### WHAT TO PRODUCE
Copy out the entries from the line with "Where can the blueberry" to the line with "[[339, 297], [684, 618], [400, 808]]", keeping every character unchanged.

### INFORMATION SHOWN
========================================================================

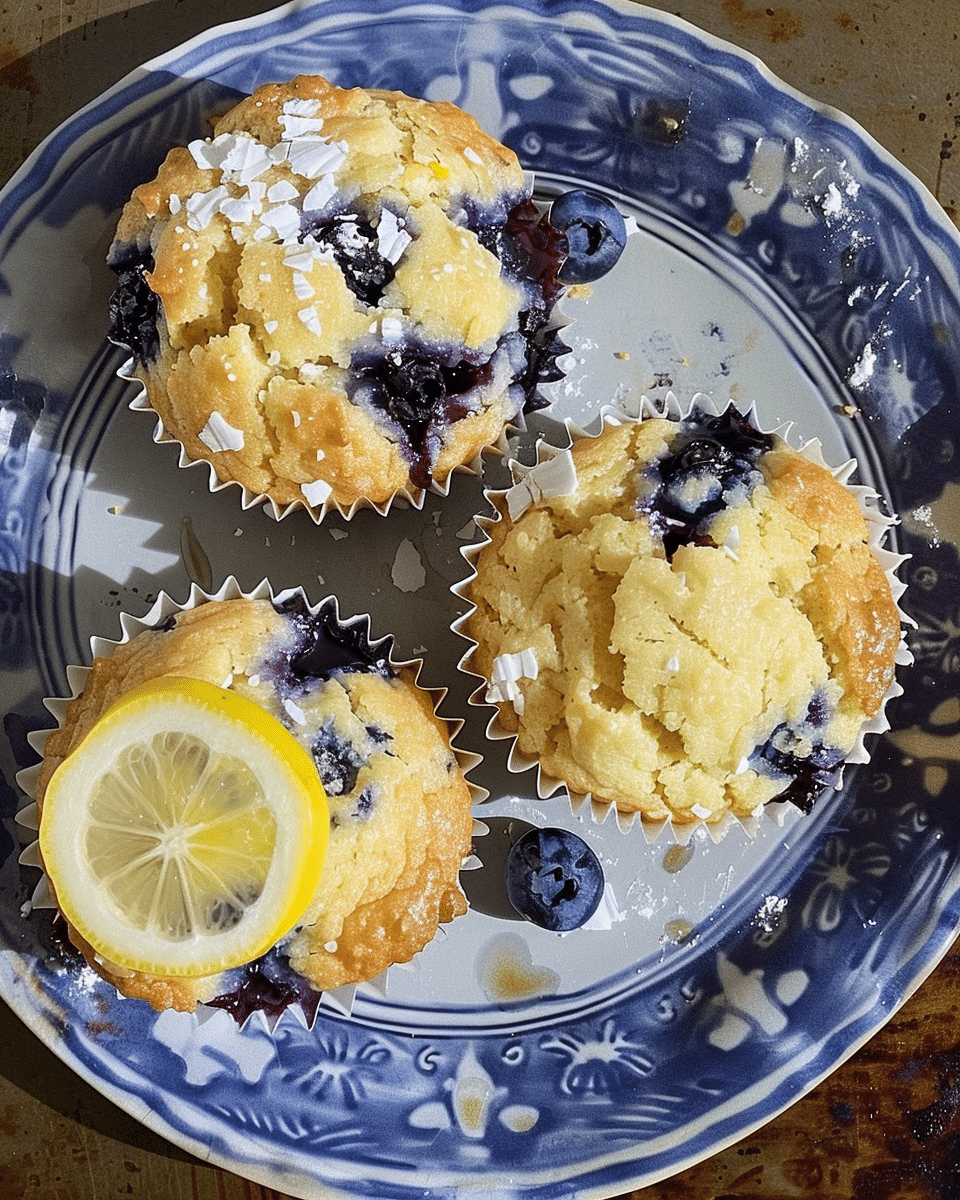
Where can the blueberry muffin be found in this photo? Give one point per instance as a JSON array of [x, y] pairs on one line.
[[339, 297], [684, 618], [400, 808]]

========================================================================

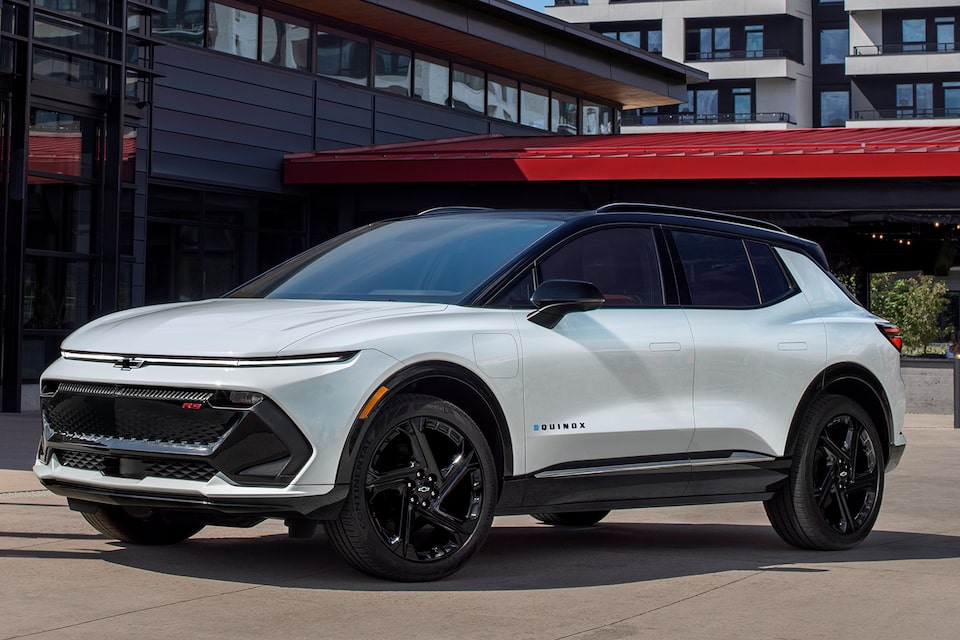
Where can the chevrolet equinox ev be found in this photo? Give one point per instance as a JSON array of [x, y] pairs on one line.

========================================================================

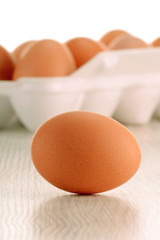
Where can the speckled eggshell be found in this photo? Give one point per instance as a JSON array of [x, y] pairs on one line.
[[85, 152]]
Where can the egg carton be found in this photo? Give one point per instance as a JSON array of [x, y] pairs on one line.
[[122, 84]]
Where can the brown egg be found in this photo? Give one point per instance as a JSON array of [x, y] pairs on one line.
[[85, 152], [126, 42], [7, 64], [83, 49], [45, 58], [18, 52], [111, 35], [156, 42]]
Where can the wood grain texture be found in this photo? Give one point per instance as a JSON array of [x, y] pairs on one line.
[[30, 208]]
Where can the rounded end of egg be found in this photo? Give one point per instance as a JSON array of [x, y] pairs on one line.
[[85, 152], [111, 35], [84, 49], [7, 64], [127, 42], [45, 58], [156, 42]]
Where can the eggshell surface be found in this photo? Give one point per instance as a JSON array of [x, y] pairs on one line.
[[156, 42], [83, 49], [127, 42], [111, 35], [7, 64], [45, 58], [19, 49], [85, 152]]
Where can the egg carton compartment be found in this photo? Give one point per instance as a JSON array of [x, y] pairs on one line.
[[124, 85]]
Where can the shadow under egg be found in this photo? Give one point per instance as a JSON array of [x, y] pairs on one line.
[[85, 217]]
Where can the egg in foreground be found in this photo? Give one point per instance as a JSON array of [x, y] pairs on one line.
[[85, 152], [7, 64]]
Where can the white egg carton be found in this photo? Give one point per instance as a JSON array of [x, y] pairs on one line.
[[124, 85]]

========================================================================

### FULL ANSWER
Where can the blueberry muffin be found in this photo? Give one point per instance as a JSON array of [x, y] pairs on one line.
[[339, 297], [684, 618], [400, 808]]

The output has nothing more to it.